__ENTRIES PROVIDED__
○ ○ ○ ○

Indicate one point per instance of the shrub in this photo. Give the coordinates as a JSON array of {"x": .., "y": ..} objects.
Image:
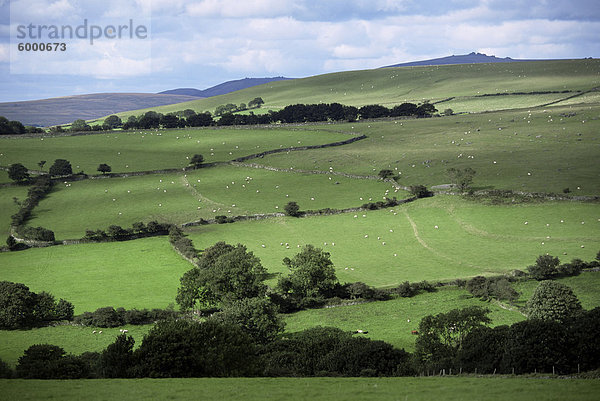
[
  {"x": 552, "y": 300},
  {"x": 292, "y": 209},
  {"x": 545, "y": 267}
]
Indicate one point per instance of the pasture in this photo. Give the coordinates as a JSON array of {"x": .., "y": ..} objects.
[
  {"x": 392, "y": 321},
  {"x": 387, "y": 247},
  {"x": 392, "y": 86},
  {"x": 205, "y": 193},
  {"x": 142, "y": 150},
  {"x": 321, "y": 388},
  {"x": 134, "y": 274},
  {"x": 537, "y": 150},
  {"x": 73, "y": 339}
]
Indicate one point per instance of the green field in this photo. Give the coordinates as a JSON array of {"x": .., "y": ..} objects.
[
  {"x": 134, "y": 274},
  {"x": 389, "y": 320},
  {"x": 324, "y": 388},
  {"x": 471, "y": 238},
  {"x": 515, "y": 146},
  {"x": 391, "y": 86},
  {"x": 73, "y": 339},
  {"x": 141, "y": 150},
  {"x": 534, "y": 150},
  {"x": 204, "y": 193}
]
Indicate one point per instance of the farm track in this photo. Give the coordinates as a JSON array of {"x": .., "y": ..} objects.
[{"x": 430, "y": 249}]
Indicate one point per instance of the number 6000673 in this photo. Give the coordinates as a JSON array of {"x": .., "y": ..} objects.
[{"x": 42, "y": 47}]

○ ○ ○ ○

Restate all of the material above word for word, excluding the pictures.

Indicate one point per instance of the shrub in this photo. Give the coordinates as a JSON array of {"x": .., "y": ..} objects.
Image:
[
  {"x": 552, "y": 300},
  {"x": 292, "y": 209},
  {"x": 545, "y": 267}
]
Indicate one point per instance of the pasture in this photo. Give the coordinates as a JSON array of {"x": .., "y": ..} objects.
[
  {"x": 392, "y": 321},
  {"x": 387, "y": 247},
  {"x": 392, "y": 86},
  {"x": 205, "y": 193},
  {"x": 142, "y": 150},
  {"x": 321, "y": 388},
  {"x": 134, "y": 274},
  {"x": 537, "y": 150},
  {"x": 73, "y": 339}
]
Indicate one point per instance of the green field in this photo. Give the coordinates as a JSON array of {"x": .., "y": ..} objects.
[
  {"x": 134, "y": 274},
  {"x": 389, "y": 320},
  {"x": 324, "y": 388},
  {"x": 471, "y": 238},
  {"x": 515, "y": 146},
  {"x": 391, "y": 86},
  {"x": 73, "y": 339},
  {"x": 141, "y": 150},
  {"x": 534, "y": 150},
  {"x": 204, "y": 193}
]
Indicate one point per instance of the farm track in this photo. Give the coordinates as a JSON array of {"x": .., "y": ..} objects.
[{"x": 430, "y": 249}]
Indicate one point per instance of the number 6000673 in this photo. Give the coordinates as a JSON array of {"x": .., "y": ..} objects.
[{"x": 42, "y": 47}]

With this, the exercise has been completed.